--- Available records ---

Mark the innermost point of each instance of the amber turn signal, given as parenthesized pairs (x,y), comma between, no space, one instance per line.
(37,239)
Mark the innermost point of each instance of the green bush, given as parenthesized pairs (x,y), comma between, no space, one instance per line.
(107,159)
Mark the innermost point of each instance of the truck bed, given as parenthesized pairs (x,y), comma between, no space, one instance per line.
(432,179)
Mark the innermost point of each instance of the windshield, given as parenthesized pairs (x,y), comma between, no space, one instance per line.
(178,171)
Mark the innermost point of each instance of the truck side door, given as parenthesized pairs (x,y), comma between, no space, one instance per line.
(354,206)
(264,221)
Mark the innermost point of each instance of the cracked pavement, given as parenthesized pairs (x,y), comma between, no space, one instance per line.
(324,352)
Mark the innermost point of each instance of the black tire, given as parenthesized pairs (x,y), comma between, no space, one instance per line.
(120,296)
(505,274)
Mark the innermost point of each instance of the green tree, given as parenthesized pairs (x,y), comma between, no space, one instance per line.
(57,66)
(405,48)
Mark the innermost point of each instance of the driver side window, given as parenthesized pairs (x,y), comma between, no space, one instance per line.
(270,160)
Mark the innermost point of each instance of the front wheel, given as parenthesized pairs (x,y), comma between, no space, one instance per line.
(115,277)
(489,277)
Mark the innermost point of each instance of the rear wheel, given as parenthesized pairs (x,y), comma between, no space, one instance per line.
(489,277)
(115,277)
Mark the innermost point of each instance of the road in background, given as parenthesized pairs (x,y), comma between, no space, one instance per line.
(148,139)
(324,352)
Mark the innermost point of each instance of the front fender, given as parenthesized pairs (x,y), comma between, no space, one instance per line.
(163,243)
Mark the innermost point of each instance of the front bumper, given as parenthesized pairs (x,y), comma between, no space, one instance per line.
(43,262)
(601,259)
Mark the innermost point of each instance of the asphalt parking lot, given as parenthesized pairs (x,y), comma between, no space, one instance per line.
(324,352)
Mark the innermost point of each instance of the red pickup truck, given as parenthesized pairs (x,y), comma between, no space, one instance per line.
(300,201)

---

● **What you are asked to do**:
Quote every entry exactly.

● **Solution**:
Mark the innermost point of each instance of the amber turn signal, given as parenthesized pairs (x,y), comma between, no space, one instance per line.
(37,239)
Mark the innermost point of each instance of the green bush, given as parenthesized pairs (x,y), comma between, no space, one instance per line.
(107,159)
Mark the innermost point of each instance of the truck bed, given as parenthesized pairs (x,y), comma between, no space, one instance per line.
(432,179)
Mark the innermost point of each instance of the windshield, given as parenthesized pairs (x,y), comma between, no space, one instance per line.
(178,171)
Mark the innermost point of each instance of the truck side door, given as parenthesized pairs (x,y), comma between, no space, one instance per line.
(354,206)
(264,221)
Mark the innermost point of each instance of the cracked pavement, given as parenthesized pairs (x,y), comma between, no space, one instance per line.
(324,352)
Mark the innermost point of each instance of the black tire, given as parenthesized pairs (x,y), comma between, no space, one instance per line.
(120,296)
(505,274)
Mark the innermost point of each instance of the green tree, given as parenthesized pairs (x,y), comma between, no space, one instance per line.
(57,66)
(405,48)
Mark the innermost point of each instance of the driver side window, given as parenthesized pairs (x,y), comma between, no space, one instance per line.
(270,160)
Mark the innermost point of each instance of the front wheel, given as parenthesized pairs (x,y), comma between, no space, one instance per line.
(115,277)
(489,277)
Mark the innermost point of each instance of the rear wheel, given as parenthesized pairs (x,y), comma between, no space, one instance per line.
(489,277)
(115,277)
Mark the innermost point of each instance of the road in background, given as parenthesized pairs (x,y), comma between, no space, one instance per line.
(148,139)
(324,352)
Mark the innermost point of each instance of the front fender, given as parenthesized pairs (x,y), comma between, no space, one instance per line.
(163,243)
Mark the innermost point of each instance of the front bumper, given as parenthesized pairs (x,y), comma between, no space, one instance per line.
(43,262)
(601,259)
Mark the innermost point of each instance of the asphalt parking lot, given as parenthesized pairs (x,y), comma between, no space, one instance per line.
(324,352)
Mark the innermost point of each instance of the red pickup truck, given as parenthesized pairs (x,y), comma between, no space, one instance per line.
(300,201)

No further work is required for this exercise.